→ Отрывок текста
------------------------------------

Мы жили в Москве - Копелев Лев Зиновьевич 24 стр.


Защитник Гинзбурга, адвокат Золотухин, говорил: "Гражданин может безразлично смотреть, как под конвоем уводят невинного человека, и может вступиться за этого человека. Я не знаю, какое поведение покажется суду более предпочтительным. Но я думаю, что поведение неравнодушного более гражданственно…"

Таких речей в советских судах по политическим обвинениям никогда раньше не слышали. Адвокаты Д. Каминская, Швейский, а за ними и некоторые другие, решительно отстаивали своих подзащитных, дух и букву закона.

Новое гражданское сознание возникло и вырастало за годы после смерти Сталина, после XX и XXII съездов, - сознание тех, кто читал "Теркина на том свете", "Один день Ивана Денисовича", "Крутой маршрут" Евгении Гинзбург, "Софью Петровну" Лидии Чуковской, "Верный Руслан" Георгия Владимова, "Воспоминания" Надежды Мандельштам и др. Это сознание воплотилось в первые месяцы 1968 года во множестве открытых, коллективных и личных писем-протестов, предостережений.

Галансков, Гинзбург, Добровольский были осуждены.

У дверей зала, где только что закончился суд, 10 января 1968 года Лариса Богораз и Павел Литвинов отдали иностранным корреспондентам свое письмо:

"Мы обращаемся ко всем, в ком жива совесть и достаточно смелости… Сегодня в опасности не только судьба подсудимых - процесс над ними ничуть не лучше знаменитых процессов тридцатых годов, обернувшихся для нас таким позором и такой кровью, что мы от этого до сих пор не можем очнуться…"

На следующий день это письмо передавали зарубежные радиостанции. И это было новым, беспримерным событием.

В январе, феврале, марте шестьдесят восьмого года появилось множество таких писем. Нам приносили их - часто на папиросной бумаге, едва читаемые копии, - мы и наши друзья их перепечатывали, передавали другим, пересылали в другие города.

Председатель латвийского колхоза "Яуна Гуарде" ("Молодая гвардия") Иван Яхимович писал:

"Со времен Радищева суд над писателями в глазах передовых мыслящих людей всегда был мерзостью…

Уничтожить САМИЗДАТ можно лишь одним путем: развертыванием демократических прав, а не свертыванием их, соблюдением конституции, а не нарушением ее…"

Режиссер Евгений Шифферс: Открытое письмо товарищу по профессии:

"…Мне необходимо знать (знать, чтобы жить), опять ли моя Родина по неведению судит своих детей, как в недалеком прошлом. И если это не так, если Родина знает и молчит, то я хочу просить мою Родину приобщить меня к делу невинно осужденных".

Особенно широко разошлось письмо Петра Якира, Ильи Габая и Юлия Кима.

------------------------------------

→ Задание 1
Покажите все строки записей, в которых встречается слово «soldier».
Записи ниже никак не связаны с этим отрывком.

→ Исходные данные

------------------------------------

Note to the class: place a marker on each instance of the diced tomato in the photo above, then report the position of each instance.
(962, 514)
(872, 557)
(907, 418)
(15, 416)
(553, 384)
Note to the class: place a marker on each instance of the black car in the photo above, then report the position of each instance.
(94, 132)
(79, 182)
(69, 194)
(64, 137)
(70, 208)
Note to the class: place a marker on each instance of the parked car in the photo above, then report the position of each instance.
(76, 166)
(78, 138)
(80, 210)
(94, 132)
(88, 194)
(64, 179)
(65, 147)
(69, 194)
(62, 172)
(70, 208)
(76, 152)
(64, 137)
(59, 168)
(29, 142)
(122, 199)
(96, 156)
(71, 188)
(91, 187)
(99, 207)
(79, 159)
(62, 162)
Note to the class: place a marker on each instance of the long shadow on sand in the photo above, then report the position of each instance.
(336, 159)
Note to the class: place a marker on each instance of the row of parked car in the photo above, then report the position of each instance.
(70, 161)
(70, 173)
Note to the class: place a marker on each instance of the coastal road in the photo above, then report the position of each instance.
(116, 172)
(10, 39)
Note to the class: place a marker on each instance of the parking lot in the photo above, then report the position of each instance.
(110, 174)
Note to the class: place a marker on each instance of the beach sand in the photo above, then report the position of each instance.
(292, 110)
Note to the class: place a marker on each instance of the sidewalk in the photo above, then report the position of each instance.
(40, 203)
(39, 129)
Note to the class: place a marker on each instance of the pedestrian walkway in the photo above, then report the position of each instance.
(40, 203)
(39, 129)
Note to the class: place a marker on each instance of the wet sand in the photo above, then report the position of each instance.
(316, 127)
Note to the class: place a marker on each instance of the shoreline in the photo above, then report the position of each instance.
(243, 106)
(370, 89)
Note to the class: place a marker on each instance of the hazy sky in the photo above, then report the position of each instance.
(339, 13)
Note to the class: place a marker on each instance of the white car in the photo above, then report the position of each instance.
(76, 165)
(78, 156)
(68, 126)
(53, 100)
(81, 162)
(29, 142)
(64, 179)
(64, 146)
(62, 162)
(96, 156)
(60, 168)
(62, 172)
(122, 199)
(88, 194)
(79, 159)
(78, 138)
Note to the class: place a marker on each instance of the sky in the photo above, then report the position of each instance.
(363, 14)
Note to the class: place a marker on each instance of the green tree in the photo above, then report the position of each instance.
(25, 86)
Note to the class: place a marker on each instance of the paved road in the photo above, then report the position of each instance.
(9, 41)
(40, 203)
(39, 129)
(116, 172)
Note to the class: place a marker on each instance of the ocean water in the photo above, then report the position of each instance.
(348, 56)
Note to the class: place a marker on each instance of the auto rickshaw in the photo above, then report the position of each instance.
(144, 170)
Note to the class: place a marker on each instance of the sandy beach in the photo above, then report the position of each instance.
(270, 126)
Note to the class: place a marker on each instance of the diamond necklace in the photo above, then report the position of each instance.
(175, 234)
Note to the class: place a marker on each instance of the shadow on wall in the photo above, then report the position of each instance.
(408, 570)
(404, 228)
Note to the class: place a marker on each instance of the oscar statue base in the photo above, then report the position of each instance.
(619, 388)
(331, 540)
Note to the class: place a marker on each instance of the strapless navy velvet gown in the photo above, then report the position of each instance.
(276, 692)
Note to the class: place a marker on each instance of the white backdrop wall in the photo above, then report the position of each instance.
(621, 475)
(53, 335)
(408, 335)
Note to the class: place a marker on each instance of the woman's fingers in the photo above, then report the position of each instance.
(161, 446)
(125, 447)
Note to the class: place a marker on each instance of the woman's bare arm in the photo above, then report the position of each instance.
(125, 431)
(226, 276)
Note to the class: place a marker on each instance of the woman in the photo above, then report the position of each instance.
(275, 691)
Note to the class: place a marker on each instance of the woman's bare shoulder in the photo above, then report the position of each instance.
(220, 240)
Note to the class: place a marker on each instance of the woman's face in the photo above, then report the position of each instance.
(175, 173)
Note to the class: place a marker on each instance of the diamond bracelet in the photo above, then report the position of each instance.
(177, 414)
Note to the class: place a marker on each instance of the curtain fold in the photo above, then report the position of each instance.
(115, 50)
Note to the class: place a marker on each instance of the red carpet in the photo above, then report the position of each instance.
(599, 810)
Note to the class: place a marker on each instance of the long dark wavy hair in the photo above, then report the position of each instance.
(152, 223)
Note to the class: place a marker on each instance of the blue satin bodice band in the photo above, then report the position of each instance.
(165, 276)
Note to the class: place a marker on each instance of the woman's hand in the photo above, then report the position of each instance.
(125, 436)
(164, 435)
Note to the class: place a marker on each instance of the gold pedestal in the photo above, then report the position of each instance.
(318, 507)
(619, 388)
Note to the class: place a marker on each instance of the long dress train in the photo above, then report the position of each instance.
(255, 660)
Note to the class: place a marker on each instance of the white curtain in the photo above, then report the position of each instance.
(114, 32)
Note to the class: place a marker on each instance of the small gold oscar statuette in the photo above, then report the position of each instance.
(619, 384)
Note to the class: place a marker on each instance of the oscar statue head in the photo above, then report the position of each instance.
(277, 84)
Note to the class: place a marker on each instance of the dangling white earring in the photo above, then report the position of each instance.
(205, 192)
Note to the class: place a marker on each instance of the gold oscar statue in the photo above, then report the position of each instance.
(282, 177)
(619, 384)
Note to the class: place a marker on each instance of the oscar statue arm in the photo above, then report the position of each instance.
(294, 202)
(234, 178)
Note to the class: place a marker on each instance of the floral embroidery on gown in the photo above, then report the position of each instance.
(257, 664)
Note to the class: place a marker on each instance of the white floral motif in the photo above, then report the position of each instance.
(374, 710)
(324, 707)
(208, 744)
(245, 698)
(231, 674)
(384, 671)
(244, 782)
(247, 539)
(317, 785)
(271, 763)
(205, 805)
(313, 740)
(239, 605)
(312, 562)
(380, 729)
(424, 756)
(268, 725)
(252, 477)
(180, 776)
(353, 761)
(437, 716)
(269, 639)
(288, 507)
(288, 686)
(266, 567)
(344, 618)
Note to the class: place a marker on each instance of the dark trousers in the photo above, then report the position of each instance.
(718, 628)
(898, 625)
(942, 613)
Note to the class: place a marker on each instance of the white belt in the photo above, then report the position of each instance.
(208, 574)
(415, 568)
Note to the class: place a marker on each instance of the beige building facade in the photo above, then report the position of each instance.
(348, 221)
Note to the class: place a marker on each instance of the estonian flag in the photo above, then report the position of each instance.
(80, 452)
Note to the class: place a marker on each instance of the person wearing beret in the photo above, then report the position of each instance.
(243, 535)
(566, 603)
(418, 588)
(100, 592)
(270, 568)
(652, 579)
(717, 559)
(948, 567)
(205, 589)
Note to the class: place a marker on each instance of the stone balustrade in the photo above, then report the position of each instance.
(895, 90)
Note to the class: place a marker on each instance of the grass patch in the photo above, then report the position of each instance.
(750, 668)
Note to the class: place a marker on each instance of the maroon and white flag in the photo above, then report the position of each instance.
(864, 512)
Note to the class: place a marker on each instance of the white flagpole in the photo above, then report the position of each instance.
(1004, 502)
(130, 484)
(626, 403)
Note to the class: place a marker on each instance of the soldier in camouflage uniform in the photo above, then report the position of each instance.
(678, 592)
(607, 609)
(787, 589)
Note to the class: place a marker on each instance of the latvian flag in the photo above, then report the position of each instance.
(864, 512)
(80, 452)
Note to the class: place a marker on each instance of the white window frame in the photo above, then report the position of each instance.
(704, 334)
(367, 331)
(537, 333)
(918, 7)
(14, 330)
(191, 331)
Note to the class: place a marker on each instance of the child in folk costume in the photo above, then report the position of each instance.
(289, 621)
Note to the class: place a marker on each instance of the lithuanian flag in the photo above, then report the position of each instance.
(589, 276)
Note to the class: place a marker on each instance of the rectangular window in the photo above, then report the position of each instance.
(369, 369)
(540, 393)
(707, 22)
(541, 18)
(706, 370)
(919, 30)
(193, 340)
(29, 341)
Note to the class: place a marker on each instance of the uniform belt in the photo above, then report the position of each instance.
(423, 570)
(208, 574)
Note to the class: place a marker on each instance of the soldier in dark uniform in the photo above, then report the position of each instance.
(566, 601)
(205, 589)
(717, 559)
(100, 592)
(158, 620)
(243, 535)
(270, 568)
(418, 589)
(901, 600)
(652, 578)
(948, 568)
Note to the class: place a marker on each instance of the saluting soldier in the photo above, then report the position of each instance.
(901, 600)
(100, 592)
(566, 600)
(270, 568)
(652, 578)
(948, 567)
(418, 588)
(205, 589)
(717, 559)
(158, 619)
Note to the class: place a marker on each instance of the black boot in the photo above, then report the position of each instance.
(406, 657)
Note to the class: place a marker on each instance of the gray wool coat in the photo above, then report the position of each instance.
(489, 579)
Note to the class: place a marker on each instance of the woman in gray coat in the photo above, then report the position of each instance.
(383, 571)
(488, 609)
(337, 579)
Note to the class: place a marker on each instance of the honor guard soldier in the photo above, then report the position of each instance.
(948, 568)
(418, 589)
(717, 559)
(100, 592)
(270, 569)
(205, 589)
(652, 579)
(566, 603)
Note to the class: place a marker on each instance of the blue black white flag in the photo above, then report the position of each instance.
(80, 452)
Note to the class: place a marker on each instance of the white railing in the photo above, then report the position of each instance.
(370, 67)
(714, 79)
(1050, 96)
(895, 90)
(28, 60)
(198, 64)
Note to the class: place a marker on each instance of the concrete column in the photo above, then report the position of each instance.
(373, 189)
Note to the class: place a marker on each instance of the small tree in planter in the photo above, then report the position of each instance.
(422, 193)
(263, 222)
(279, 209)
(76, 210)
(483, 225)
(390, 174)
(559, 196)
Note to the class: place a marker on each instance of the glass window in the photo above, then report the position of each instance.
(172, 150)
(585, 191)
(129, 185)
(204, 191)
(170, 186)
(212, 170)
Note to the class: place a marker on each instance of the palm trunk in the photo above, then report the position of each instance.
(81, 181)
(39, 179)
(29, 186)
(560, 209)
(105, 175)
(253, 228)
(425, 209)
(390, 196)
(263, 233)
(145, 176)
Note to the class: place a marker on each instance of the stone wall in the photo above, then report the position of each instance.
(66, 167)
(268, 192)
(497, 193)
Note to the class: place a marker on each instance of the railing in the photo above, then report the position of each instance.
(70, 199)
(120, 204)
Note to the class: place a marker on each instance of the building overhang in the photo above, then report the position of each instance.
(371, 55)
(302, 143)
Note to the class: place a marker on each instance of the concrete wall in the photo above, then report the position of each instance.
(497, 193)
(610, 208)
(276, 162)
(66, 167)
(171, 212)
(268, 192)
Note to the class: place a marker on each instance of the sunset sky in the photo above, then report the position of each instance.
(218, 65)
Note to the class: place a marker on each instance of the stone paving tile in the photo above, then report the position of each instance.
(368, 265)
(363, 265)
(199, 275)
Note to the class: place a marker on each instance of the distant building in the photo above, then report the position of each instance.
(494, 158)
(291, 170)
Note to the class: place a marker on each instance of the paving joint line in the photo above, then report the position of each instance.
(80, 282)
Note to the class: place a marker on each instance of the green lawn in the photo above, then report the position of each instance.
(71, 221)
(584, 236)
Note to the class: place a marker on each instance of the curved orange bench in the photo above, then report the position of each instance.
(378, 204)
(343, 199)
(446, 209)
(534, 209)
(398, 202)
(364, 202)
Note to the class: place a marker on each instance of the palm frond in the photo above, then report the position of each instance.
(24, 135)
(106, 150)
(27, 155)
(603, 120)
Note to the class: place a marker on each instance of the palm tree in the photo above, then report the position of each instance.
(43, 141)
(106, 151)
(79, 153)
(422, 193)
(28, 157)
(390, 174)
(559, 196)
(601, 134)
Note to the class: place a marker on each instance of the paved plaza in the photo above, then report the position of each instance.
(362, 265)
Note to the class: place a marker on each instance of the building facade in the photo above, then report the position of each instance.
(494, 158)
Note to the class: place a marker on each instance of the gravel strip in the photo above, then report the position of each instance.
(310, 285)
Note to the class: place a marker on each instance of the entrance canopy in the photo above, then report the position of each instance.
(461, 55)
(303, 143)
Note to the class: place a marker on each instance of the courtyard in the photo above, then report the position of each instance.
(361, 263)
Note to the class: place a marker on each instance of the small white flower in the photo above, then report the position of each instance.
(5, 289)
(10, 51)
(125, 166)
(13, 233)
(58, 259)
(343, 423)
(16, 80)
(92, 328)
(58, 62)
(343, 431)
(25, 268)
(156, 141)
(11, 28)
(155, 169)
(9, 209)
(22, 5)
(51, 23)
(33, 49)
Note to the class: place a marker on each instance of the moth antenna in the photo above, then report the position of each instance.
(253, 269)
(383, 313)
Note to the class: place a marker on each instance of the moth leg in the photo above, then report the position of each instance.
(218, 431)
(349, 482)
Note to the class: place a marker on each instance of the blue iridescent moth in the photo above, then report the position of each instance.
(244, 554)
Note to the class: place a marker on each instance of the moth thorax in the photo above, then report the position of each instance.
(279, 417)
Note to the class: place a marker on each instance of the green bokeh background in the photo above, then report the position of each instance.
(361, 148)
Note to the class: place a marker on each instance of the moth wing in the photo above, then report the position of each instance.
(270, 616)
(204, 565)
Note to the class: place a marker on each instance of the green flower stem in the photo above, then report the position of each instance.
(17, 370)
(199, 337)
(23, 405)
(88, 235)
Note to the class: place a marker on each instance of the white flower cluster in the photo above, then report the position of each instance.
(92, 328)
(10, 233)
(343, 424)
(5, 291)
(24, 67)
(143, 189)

------------------------------------

→ Задание 2
Процитируйте из отрывка дословно всё от «Таких речей в» до «и букву закона.».

→ Ответ 1
Note to the class: place a marker on each instance of the soldier in camouflage uniform in the photo above, then report the position of each instance.
Note to the class: place a marker on each instance of the soldier in dark uniform in the photo above, then report the position of each instance.
Note to the class: place a marker on each instance of the saluting soldier in the photo above, then report the position of each instance.
Note to the class: place a marker on each instance of the honor guard soldier in the photo above, then report the position of each instance.

→ Ответ 2
Таких речей в советских судах по политическим обвинениям никогда раньше не слышали. Адвокаты Д. Каминская, Швейский, а за ними и некоторые другие, решительно отстаивали своих подзащитных, дух и букву закона.